REQUIREMENT:
List every line in the items below that contains the string "housing", copying each such line in full. Only matches with the same capitalization count.

DATASET ROWS:

....

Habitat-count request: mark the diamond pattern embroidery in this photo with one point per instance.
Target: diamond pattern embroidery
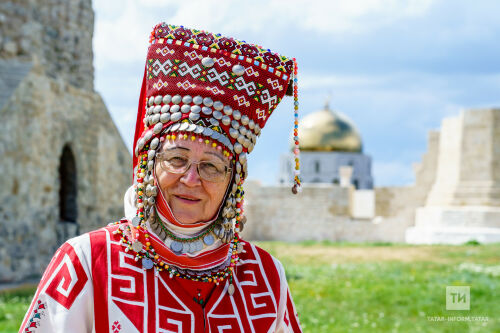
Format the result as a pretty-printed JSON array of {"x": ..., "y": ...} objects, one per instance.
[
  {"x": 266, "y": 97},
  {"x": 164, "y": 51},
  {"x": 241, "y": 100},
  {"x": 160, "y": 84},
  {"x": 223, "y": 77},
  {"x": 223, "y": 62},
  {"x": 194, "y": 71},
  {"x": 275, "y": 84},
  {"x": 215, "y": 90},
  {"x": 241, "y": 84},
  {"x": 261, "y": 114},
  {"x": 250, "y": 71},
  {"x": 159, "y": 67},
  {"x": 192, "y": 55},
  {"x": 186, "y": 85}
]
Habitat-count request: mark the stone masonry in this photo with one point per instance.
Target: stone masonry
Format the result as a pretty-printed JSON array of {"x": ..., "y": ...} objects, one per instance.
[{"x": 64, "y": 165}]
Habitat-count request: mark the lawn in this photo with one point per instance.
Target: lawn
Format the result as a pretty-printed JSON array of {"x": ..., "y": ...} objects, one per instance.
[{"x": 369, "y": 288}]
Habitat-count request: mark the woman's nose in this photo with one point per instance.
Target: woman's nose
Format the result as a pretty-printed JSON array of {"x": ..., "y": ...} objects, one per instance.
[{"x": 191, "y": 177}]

....

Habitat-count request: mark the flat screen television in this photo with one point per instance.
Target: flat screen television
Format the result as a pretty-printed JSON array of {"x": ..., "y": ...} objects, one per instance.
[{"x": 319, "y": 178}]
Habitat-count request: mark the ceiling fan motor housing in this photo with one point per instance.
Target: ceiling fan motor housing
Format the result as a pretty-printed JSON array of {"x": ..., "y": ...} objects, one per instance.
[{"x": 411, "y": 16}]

....

EXERCISE RESULT:
Habitat-count request: mark the ceiling fan motor housing in this photo with one point per instance.
Target: ceiling fan motor housing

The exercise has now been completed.